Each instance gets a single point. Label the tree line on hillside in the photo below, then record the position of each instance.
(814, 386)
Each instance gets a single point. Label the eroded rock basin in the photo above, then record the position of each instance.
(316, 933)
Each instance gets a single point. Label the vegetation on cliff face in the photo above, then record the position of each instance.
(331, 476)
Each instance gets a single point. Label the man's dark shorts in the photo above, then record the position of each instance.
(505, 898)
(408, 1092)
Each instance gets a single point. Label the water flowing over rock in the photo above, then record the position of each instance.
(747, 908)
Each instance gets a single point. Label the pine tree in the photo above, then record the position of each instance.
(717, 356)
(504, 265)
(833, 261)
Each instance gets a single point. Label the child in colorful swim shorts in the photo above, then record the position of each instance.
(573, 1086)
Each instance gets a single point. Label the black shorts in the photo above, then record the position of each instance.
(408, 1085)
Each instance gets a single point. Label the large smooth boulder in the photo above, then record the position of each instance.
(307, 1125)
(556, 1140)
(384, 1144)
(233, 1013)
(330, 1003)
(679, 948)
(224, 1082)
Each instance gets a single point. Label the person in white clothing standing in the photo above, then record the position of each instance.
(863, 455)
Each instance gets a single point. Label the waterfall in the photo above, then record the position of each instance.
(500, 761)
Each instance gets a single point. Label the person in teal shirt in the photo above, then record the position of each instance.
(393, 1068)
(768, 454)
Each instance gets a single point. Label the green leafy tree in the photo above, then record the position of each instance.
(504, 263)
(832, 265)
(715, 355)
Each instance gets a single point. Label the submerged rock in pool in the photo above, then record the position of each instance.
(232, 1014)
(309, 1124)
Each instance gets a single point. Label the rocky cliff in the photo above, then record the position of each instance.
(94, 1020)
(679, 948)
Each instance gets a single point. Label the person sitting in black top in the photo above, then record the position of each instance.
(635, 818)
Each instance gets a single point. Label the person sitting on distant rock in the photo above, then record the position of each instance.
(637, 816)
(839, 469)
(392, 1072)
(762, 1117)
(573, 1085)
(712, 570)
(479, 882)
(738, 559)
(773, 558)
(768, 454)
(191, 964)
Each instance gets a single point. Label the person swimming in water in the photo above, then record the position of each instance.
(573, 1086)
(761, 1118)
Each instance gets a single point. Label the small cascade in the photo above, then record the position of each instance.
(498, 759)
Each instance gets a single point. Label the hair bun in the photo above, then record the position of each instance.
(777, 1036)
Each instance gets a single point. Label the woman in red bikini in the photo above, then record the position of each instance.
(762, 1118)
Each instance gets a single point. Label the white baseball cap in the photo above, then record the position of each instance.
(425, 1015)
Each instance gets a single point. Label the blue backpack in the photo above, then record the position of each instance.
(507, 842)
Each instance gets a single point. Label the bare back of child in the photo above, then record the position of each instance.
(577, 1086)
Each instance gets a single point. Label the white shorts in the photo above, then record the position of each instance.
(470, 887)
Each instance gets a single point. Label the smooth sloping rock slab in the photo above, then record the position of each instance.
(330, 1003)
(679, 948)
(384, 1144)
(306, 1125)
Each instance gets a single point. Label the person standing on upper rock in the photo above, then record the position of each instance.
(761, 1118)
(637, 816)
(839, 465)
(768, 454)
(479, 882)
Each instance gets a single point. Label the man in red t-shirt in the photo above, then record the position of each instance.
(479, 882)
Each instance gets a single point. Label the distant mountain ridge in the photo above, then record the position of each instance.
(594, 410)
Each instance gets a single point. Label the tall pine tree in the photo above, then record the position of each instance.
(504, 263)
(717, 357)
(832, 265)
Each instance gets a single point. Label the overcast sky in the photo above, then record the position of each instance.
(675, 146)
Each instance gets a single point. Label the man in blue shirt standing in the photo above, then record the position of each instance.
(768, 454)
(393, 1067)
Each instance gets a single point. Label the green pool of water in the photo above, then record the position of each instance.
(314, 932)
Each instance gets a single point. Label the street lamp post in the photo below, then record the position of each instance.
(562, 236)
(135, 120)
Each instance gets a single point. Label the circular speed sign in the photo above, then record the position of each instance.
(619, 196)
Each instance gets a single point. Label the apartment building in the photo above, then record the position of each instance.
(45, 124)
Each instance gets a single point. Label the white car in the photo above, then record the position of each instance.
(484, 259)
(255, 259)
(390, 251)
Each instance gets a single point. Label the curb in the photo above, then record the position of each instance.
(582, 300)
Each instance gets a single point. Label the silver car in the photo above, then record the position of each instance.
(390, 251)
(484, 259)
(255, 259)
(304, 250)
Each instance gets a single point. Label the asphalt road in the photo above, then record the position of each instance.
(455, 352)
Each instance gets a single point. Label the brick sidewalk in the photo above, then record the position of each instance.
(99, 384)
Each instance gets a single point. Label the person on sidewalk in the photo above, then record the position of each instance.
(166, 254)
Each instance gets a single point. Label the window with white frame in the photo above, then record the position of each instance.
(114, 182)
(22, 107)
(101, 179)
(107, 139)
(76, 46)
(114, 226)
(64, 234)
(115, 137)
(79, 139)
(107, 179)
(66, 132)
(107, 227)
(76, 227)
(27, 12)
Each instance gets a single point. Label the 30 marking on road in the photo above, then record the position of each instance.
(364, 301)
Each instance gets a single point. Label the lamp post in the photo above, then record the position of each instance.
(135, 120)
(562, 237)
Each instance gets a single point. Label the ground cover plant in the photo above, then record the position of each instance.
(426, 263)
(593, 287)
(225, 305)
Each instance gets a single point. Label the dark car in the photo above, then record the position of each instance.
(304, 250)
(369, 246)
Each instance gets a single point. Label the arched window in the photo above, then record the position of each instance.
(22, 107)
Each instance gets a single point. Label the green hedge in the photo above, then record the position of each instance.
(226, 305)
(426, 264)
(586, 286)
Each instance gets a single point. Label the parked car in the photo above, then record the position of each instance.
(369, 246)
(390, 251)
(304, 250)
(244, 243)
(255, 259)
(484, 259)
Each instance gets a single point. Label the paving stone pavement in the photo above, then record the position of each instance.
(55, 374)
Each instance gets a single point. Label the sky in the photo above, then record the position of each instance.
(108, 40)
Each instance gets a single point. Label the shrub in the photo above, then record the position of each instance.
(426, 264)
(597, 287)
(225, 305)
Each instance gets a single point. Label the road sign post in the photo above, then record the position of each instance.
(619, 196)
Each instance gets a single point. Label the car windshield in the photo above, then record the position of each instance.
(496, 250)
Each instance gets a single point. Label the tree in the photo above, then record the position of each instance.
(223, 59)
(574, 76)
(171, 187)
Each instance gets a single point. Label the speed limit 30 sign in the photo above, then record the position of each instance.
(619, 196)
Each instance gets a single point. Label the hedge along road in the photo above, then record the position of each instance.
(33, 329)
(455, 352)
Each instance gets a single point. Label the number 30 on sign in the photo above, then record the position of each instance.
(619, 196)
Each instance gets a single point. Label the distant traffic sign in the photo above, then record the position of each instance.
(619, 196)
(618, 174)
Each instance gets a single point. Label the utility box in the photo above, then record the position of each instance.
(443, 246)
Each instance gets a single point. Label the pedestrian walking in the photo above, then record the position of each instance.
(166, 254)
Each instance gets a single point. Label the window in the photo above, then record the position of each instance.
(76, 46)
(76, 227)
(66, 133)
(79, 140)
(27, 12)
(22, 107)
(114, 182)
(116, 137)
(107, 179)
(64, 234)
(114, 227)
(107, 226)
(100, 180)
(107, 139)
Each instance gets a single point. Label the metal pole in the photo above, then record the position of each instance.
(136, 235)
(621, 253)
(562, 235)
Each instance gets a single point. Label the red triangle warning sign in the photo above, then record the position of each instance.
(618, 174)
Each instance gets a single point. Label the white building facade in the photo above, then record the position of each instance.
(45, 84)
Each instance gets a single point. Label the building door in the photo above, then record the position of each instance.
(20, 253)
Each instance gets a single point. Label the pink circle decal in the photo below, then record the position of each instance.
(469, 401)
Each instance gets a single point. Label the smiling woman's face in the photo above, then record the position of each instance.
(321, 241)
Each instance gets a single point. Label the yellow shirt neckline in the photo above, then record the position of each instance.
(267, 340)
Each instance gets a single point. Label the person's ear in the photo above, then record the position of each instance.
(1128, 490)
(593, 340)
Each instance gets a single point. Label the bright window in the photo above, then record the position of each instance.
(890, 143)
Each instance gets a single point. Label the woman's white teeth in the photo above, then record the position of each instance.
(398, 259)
--------
--- What this task involves ---
Would you please copy the lines above, from the one holding "Each instance gets a single point. Label the pink" through the last, and nothing else?

--- Solved exercise ---
Each instance gets a single point. Label the pink circle decal in the photo below, then record the position of each instance.
(469, 401)
Each instance gets a single point. Label the smiling woman's face in the photo above, then record the position of each instance.
(321, 241)
Each instance gets a single point. Label the yellow shirt neckline in the photo above, then record the position of each instance.
(267, 340)
Each instance gets a single point. Label the person's ear in the photo above, then record the position of each instance.
(1128, 490)
(593, 340)
Each instance gets a single point. Label the bright window in the photo above, then record the position of each instance.
(890, 143)
Each instance gets a single point. Label the woman's white teeth in the photo above, then record the position of each instance.
(398, 259)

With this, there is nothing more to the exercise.